## Required actions
[a] In the text on Excel data in Blue Prism, rewrite the passage from "This is to say" to "original Worksheet cell.", swapping "cell formatting data" for "cell styling data".
[b] According to the text on Excel data in Blue Prism, what does the MS Excel VBO copy from the worksheet, and what does it leave behind?

## Document excerpt
▶
The easiest way to solve this would be if I could make the collection rows have no line breaks as soon as the data is read. I've attempted to use the calculation stage to do so with no luck. I'm not sure if it is actually possible to do this, but would appreciate any direction.
Record an Excel macro to do the data sorting/cleaning in Excel (possibly Text To Columns, etc..) and then include the running of the macro as part of your Blue Prism process by using an action stage and the MS Excel VBO - Run Macro. Get the process to create an Excel instance (and create a handle data item from that stage), then use Open Workbook (whatever workbook you store your Macro in) and then use the MS Excel VBO - Run Macro (use the same handle created earlier and type in the name of the "macro").
It sounds like what is happening is that the MS Excel VBO is grabbing the data from the Excel Worksheet wholesale.
This is to say that it's accessing your Worksheet table, copying the cell values BUT not the cell formatting data, and then dumping the values into a BP collection.
Since it did not bring along any of the original cell formatting data to reference when it went to populate the collection it's just breaking up the values based on crturn/line breaks. Thus, your collection is organized based on that, and not on the original Worksheet cell.
So, with that said, on to a solution!
Solution 1
Brute force the organization of the incoming Excel cell data to the collection by looping over the Excel Worksheet cell-by-cell.
Run a loop, and in that loop have BP go into the Excel Worksheet and grab the first populated cell it comes across. Run a formatting/cleanup Calculation stage over the data. Dump the cell value into a single collection field.
◀
## Collected data
▶
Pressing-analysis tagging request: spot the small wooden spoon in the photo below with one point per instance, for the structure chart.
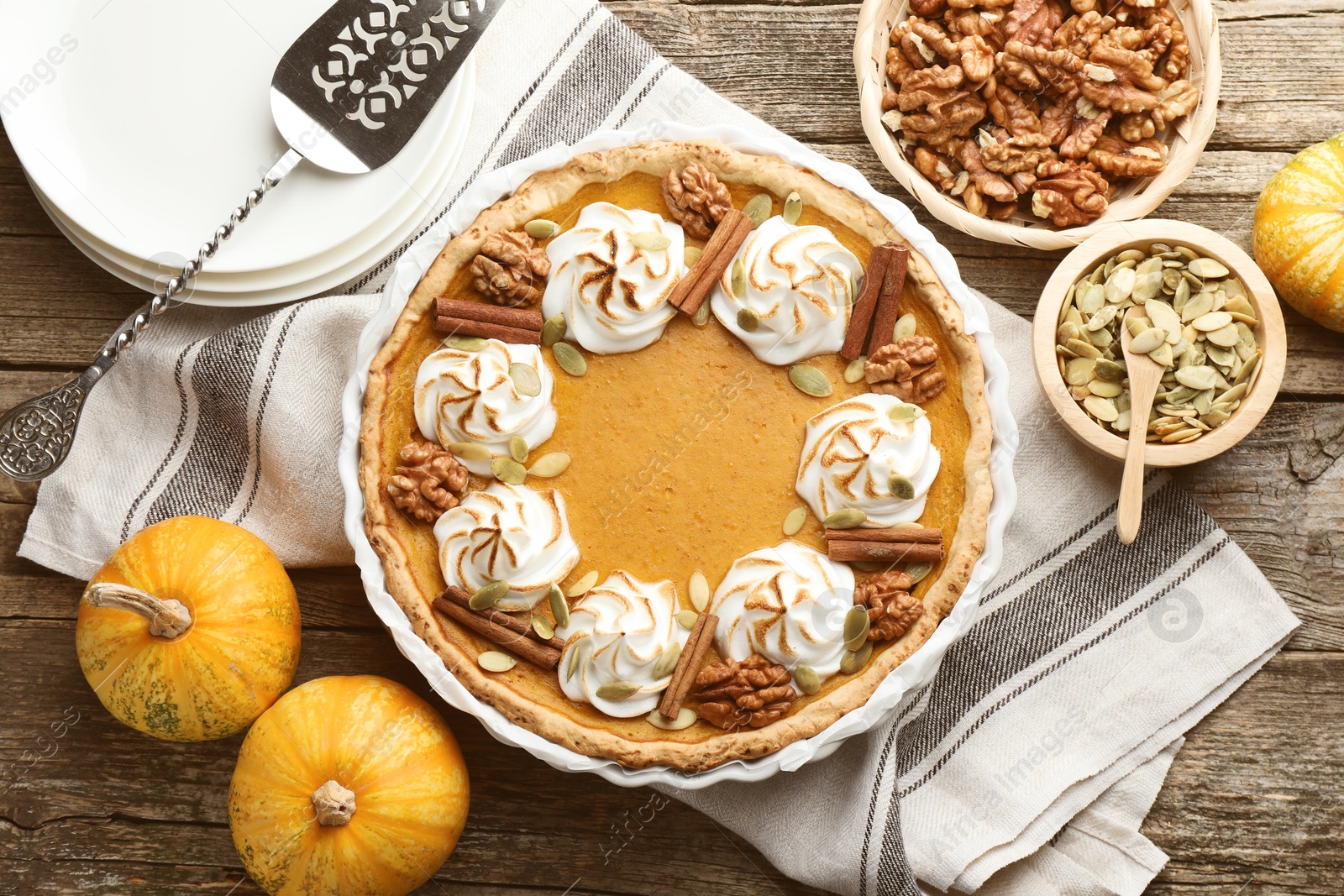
(1144, 376)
◀
## Answers below
[a]
This is to say that it's accessing your Worksheet table, copying the cell values BUT not the cell styling data, and then dumping the values into a BP collection.
Since it did not bring along any of the original cell styling data to reference when it went to populate the collection it's just breaking up the values based on crturn/line breaks. Thus, your collection is organized based on that, and not on the original Worksheet cell.

[b] It copies the cell values but not the cell formatting data.